**Aim of the task:** Using the page extract on positive definite matrices, explain in one to three sentences why symmetry is part of the definition.

**Page extract:**
········

What This Concept Is

A symmetric real matrix $A$ is positive definite (PD) iff

$$x^T A x > 0 \quad \text{for every nonzero } x \in \mathbb{R}^n,$$

and positive semidefinite (PSD) iff $x^T A x \ge 0$. Symmetry is part of the definition (the standard theory needs it for the spectral picture to work cleanly); an asymmetric matrix satisfying the inequality is usually turned into $\tfrac{1}{2}(A + A^T)$ first.

Positive definiteness has five equivalent characterizations (any one of them proves all the others):

  1. $x^T A x > 0$ for all nonzero $x$ (the definition).
  2. All eigenvalues of $A$ are strictly positive.
  3. All leading principal minors $\det(A_k)$ (top-left $k \times k$ submatrix determinants) are strictly positive -- Sylvester's criterion.
  4. There exists an invertible $R$ such that $A = R^T R$; the Cholesky decomposition $A = L L^T$ with lower-triangular $L$ having positive diagonal is the canonical one.
  5. All pivots in Gaussian elimination (without row swaps) are positive.

········

[Collected data entries]
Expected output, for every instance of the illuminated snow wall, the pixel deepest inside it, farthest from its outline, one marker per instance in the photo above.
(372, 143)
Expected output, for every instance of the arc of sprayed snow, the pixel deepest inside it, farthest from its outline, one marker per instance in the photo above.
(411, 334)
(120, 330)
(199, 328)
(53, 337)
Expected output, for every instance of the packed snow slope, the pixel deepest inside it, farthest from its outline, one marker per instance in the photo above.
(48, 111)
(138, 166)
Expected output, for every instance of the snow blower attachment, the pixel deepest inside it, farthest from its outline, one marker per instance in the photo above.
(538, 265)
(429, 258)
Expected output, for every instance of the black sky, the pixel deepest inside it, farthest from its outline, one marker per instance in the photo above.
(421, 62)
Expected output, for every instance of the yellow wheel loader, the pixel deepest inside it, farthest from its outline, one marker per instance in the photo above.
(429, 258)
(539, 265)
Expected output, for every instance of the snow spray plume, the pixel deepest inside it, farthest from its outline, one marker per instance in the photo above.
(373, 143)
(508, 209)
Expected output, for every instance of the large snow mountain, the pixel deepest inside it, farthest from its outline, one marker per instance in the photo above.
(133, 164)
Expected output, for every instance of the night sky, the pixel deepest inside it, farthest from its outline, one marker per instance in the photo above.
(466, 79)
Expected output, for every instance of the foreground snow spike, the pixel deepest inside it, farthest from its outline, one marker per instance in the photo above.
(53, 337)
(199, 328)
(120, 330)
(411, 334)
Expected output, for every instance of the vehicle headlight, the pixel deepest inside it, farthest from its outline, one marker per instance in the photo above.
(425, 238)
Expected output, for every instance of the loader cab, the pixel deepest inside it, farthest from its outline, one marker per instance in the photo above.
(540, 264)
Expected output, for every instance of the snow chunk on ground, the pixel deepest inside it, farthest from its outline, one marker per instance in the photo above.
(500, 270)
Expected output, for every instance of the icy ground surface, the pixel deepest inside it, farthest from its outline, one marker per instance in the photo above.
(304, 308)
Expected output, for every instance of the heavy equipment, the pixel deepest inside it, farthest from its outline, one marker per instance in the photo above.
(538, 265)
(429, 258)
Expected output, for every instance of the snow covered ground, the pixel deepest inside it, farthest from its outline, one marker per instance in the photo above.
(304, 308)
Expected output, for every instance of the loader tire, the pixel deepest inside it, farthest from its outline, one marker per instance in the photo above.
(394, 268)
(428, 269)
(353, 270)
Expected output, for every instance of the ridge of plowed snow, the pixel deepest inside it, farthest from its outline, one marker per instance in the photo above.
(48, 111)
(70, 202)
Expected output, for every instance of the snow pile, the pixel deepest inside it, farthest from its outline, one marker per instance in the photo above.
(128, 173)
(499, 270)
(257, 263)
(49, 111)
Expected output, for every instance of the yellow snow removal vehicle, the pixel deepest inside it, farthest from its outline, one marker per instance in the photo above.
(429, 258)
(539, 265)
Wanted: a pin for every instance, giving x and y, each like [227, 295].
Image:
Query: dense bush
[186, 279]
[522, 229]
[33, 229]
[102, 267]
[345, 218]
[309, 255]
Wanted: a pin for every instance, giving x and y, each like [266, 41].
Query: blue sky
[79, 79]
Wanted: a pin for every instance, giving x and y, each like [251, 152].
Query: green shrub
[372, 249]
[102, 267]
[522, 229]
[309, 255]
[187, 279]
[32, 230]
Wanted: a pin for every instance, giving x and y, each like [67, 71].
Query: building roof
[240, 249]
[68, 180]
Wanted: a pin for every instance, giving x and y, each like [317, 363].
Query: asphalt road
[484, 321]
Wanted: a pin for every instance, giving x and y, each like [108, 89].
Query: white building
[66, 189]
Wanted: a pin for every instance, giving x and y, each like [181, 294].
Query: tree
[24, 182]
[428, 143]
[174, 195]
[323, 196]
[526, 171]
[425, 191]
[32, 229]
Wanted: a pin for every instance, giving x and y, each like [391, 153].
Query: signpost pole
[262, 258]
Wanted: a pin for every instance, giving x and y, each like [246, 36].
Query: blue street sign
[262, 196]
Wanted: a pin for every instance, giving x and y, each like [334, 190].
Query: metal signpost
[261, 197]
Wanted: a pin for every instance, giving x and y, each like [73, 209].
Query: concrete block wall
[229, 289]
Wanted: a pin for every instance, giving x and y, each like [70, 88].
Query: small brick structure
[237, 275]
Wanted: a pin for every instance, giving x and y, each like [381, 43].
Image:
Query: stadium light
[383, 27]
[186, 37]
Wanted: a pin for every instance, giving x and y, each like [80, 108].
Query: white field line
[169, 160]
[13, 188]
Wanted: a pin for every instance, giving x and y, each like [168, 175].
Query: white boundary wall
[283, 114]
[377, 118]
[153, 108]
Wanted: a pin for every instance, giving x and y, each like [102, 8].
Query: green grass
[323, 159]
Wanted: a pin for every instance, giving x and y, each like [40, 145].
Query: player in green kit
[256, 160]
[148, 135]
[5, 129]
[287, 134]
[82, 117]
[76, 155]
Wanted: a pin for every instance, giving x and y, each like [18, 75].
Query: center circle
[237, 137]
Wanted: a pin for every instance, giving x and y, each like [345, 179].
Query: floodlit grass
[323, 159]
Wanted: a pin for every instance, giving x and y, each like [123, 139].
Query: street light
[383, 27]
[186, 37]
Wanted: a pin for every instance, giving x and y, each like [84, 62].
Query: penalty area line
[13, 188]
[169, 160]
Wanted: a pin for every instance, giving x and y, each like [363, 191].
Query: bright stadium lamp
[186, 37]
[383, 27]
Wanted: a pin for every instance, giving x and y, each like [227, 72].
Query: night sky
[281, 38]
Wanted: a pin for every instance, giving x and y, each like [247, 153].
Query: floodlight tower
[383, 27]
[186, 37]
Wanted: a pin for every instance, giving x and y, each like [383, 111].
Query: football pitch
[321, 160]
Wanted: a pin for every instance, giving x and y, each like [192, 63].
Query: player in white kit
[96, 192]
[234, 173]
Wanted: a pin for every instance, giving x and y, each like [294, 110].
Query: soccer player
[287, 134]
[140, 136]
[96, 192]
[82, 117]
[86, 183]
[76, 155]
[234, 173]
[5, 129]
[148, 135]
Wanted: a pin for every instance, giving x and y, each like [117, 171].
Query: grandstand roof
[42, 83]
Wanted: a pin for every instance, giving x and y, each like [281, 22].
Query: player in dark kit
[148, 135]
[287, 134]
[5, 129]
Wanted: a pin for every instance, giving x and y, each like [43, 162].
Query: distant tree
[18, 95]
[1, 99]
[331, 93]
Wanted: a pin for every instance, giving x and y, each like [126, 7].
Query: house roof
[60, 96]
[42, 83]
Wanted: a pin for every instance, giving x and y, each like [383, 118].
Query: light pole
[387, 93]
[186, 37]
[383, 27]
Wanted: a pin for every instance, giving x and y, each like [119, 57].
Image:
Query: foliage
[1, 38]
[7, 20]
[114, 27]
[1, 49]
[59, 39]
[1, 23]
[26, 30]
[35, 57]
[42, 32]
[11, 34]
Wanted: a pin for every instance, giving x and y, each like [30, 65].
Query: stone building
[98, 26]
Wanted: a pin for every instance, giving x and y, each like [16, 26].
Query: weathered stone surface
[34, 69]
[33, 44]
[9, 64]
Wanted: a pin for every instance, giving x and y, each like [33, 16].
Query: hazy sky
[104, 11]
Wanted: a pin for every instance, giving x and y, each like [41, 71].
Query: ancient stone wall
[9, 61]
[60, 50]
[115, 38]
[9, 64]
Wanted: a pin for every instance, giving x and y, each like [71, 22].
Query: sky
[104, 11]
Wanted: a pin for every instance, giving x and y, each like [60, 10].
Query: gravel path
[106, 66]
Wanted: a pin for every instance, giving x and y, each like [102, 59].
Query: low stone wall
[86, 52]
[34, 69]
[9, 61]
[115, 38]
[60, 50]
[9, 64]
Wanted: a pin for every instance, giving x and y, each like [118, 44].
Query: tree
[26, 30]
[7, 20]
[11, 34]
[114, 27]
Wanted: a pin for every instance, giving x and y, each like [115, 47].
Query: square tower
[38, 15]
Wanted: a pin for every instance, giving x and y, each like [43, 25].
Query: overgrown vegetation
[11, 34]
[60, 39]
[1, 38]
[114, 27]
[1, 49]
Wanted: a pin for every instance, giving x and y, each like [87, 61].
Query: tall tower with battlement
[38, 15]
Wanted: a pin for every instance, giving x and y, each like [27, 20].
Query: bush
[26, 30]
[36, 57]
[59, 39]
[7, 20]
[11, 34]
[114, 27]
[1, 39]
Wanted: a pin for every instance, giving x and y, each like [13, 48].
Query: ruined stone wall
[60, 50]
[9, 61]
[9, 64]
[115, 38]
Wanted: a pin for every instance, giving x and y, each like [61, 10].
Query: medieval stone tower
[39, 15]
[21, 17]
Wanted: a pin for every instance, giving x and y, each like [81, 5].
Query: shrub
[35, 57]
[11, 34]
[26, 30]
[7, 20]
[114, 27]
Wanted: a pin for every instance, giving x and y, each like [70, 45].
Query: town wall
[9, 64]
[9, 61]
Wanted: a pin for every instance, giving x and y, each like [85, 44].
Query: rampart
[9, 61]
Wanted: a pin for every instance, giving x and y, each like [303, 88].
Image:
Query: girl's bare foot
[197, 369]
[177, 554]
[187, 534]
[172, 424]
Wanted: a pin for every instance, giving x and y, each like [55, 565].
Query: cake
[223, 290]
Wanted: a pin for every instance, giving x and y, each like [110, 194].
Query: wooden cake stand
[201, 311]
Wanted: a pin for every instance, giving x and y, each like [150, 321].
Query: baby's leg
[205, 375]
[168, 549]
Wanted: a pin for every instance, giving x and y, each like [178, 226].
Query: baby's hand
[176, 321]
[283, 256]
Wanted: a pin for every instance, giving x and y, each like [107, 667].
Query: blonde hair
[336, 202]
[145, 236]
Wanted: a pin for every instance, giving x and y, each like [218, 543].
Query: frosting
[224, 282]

········

**Task result:** Symmetry is part of the definition because the standard theory needs it for the spectral picture to work cleanly. An asymmetric matrix that satisfies the inequality is therefore usually turned into ½(A + A^T) first.